>> Start RECORDS SHOWN

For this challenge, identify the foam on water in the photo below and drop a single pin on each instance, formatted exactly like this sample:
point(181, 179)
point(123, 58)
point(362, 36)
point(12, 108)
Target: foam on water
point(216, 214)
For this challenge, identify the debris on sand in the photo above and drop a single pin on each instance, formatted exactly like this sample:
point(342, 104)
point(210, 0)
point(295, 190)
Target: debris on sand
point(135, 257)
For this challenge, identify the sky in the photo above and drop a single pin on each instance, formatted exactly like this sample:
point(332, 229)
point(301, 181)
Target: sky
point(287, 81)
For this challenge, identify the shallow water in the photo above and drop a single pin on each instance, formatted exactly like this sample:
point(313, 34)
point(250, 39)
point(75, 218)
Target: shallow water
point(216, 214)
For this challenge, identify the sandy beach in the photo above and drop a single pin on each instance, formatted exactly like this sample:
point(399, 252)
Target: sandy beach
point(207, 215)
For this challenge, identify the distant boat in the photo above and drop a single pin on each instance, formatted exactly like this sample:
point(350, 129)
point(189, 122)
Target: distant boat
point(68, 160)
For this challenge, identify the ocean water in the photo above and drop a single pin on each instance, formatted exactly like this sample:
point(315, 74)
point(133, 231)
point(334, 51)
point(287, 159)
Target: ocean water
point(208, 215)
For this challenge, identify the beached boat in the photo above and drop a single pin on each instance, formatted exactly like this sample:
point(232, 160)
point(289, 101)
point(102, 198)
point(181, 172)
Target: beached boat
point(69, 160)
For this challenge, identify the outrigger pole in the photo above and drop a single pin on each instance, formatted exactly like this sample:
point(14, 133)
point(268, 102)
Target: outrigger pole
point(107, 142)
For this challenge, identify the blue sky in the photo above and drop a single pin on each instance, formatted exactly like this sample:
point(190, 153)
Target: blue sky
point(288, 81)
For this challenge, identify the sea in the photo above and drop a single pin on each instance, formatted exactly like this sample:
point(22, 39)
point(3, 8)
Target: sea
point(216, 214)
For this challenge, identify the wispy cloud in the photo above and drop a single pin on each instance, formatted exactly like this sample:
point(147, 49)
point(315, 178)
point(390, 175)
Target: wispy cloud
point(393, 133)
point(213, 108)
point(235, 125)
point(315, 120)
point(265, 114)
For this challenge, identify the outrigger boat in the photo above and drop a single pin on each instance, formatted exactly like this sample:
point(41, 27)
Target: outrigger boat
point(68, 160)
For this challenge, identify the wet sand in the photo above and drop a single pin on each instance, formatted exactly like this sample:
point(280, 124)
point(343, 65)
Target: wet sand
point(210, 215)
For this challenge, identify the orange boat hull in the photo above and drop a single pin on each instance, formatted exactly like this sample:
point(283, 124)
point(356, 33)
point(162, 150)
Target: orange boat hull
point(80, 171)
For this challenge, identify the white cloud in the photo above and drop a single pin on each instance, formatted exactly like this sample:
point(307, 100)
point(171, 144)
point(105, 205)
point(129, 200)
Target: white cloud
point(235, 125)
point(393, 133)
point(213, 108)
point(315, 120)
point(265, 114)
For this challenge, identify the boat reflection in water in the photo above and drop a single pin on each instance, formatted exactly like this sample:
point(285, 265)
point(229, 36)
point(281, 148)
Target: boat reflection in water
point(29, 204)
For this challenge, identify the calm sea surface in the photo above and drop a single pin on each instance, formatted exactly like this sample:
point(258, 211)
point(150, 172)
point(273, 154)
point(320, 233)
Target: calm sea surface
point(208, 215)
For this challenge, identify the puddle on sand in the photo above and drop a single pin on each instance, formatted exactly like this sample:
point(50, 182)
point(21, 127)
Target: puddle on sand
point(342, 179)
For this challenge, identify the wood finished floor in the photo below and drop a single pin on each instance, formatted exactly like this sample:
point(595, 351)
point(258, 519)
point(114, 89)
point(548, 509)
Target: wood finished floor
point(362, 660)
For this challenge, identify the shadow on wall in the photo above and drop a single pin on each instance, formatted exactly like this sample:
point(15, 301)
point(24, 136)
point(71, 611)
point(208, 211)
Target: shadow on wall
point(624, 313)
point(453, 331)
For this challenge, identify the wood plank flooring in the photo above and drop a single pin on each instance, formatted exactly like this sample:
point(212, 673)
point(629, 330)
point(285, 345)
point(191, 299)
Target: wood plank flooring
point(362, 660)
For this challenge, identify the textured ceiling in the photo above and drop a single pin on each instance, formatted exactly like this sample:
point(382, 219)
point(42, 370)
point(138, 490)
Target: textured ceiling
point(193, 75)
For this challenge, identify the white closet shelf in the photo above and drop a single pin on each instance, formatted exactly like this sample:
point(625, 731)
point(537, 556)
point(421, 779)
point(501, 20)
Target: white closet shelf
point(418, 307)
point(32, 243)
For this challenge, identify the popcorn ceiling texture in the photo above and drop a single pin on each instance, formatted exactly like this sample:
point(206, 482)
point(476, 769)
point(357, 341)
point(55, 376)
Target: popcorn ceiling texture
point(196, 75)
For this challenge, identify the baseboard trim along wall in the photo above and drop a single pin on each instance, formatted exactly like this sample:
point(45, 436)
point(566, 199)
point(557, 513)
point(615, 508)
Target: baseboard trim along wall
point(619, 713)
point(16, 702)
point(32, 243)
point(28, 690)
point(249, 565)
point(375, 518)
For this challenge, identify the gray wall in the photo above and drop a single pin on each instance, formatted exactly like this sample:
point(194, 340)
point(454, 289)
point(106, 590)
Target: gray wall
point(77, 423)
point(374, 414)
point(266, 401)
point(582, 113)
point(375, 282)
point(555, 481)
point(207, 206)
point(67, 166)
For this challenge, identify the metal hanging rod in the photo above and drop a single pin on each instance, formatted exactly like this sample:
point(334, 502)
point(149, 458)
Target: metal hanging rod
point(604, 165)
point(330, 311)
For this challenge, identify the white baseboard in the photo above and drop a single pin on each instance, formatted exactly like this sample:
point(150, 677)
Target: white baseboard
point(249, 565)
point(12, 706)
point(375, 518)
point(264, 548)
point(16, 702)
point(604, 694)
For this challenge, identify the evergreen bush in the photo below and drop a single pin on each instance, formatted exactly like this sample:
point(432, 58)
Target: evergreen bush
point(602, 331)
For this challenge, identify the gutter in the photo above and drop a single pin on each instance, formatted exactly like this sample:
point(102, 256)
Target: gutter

>> End RECORDS SHOWN

**WHAT IS ASKED:**
Edit every one of the entries above by swapping "drop a single pin" for "place one marker", and leave the rest of each line as it is.

**REPLY:**
For this challenge, identify the foam on water in the photo below and place one marker on each instance, formatted exactly like this sample:
point(181, 179)
point(123, 58)
point(362, 36)
point(12, 108)
Target: foam on water
point(216, 214)
For this challenge, identify the debris on sand in the photo above and place one marker on each instance, formatted exactly like this sample:
point(342, 104)
point(210, 0)
point(295, 190)
Target: debris on sand
point(135, 257)
For this challenge, identify the sky in the photo above and place one marker on each instance, formatted exactly like this sample:
point(332, 229)
point(301, 181)
Target: sky
point(287, 81)
For this challenge, identify the shallow water in the photo above and place one marker on each instance, formatted exactly like this sample:
point(313, 34)
point(250, 39)
point(75, 218)
Target: shallow water
point(216, 214)
For this challenge, identify the sandy beach in the photo above and place one marker on each instance, formatted exactly like this sample:
point(399, 252)
Target: sandy beach
point(207, 215)
For this challenge, identify the distant boat in the photo above and place one marker on each instance, formatted exactly like this sample:
point(350, 129)
point(189, 122)
Target: distant boat
point(68, 160)
For this challenge, identify the ocean water in the photo above and place one marker on each instance, formatted exactly like this sample:
point(315, 74)
point(133, 231)
point(334, 51)
point(287, 159)
Target: ocean water
point(208, 215)
For this challenge, identify the beached boat in the photo above and place one marker on each instance, formatted exactly like this sample:
point(232, 160)
point(289, 101)
point(102, 198)
point(181, 172)
Target: beached boat
point(69, 160)
For this challenge, identify the outrigger pole in the photo above and place one marker on each instance, formatted exactly like this sample:
point(14, 133)
point(268, 102)
Target: outrigger pole
point(107, 142)
For this challenge, identify the blue sky in the photo above and place one marker on each instance, formatted exactly like this sample:
point(190, 153)
Target: blue sky
point(288, 81)
For this challenge, identify the sea in the photo above and place one marker on each instance, formatted exactly like this sample:
point(22, 39)
point(3, 8)
Target: sea
point(216, 214)
For this challenge, identify the wispy cloud in the photo above and place one marker on each instance, formatted exactly like this sample:
point(147, 49)
point(315, 178)
point(390, 175)
Target: wispy cloud
point(393, 133)
point(213, 108)
point(235, 125)
point(315, 120)
point(265, 114)
For this challenge, identify the outrigger boat in the photo above and place one marker on each instance, formatted exactly like this sample:
point(41, 27)
Target: outrigger boat
point(68, 160)
For this challenge, identify the wet sand in the photo above and place one marker on each instance, formatted exactly like this sample:
point(280, 124)
point(343, 65)
Target: wet sand
point(210, 215)
For this challenge, identify the orange boat hull in the photo above and place one marker on each instance, formatted exactly like this sample:
point(283, 124)
point(356, 33)
point(162, 150)
Target: orange boat hull
point(80, 171)
For this challenge, identify the white cloud in the photo above and place one marker on each instance, formatted exactly like this sample:
point(307, 100)
point(171, 144)
point(105, 205)
point(129, 200)
Target: white cloud
point(235, 125)
point(393, 133)
point(213, 108)
point(315, 120)
point(265, 114)
For this challenge, identify the boat reflection in water in the photo above and place one marker on each instance, formatted exactly like this sample:
point(285, 265)
point(229, 36)
point(281, 148)
Target: boat reflection in water
point(29, 204)
For this challenge, identify the calm sea surface in the photo above and place one marker on each instance, formatted exactly like this sample:
point(258, 211)
point(150, 172)
point(273, 154)
point(320, 233)
Target: calm sea surface
point(208, 215)
For this challenge, identify the puddle on sand in the photo above and place one marker on each instance, formatted exactly like this sample:
point(50, 182)
point(21, 127)
Target: puddle on sand
point(342, 179)
For this challenge, identify the wood finished floor in the photo below and place one marker on each instance, formatted exactly like this sample:
point(595, 351)
point(258, 519)
point(114, 89)
point(548, 509)
Target: wood finished floor
point(362, 660)
For this challenge, identify the shadow on wall in the photo above and place one marker on each instance, formatted exactly like this sample:
point(15, 301)
point(24, 136)
point(71, 611)
point(208, 211)
Target: shadow on wall
point(624, 313)
point(453, 331)
For this challenge, identify the wood plank flooring in the photo above and place one marker on each instance, formatted exactly like this sample:
point(212, 673)
point(629, 330)
point(285, 345)
point(191, 299)
Target: wood plank flooring
point(362, 660)
For this challenge, identify the textured ceiling in the photo above and place one marker on each instance, formatted exactly like this sample:
point(382, 219)
point(42, 370)
point(138, 490)
Target: textured ceiling
point(193, 75)
For this challenge, identify the white closet shelf in the photo above and place one marker on each instance, formatted exactly like this sample:
point(625, 731)
point(537, 556)
point(421, 779)
point(501, 20)
Target: white closet shelf
point(418, 307)
point(32, 243)
For this challenge, identify the popcorn ceiling texture in the photo above and place one marker on each instance, formatted exactly like this sample:
point(206, 482)
point(476, 769)
point(357, 341)
point(55, 376)
Target: popcorn ceiling texture
point(196, 75)
For this challenge, identify the baseboard trim along wall in the photo above and place one marker on each instance, formatted exactly like this sample:
point(45, 436)
point(566, 199)
point(557, 513)
point(615, 508)
Target: baseboard trim along wall
point(619, 713)
point(16, 702)
point(32, 243)
point(28, 690)
point(249, 565)
point(375, 518)
For this challenge, identify the gray wall in the photo above and place one marker on each instance, formatted exactly like this sample:
point(194, 340)
point(454, 289)
point(106, 590)
Target: gray wall
point(77, 423)
point(374, 414)
point(266, 401)
point(582, 113)
point(375, 282)
point(555, 481)
point(207, 206)
point(67, 166)
For this challenge, identify the metal hanging rod in the photo above and place one marker on each instance, formatted exactly like this sample:
point(334, 502)
point(149, 458)
Target: metal hanging rod
point(604, 165)
point(330, 311)
For this challenge, identify the white baseboard in the photo above and place one marker on each instance, formatted exactly like this sample:
point(150, 677)
Target: white baseboard
point(249, 565)
point(12, 706)
point(375, 518)
point(264, 548)
point(16, 702)
point(604, 694)
For this challenge, identify the evergreen bush in the photo below and place one marker on each instance, formatted exactly like this sample:
point(432, 58)
Target: evergreen bush
point(602, 331)
For this challenge, identify the gutter in the photo above and place one marker on each instance, formatted exactly like this sample:
point(102, 256)
Target: gutter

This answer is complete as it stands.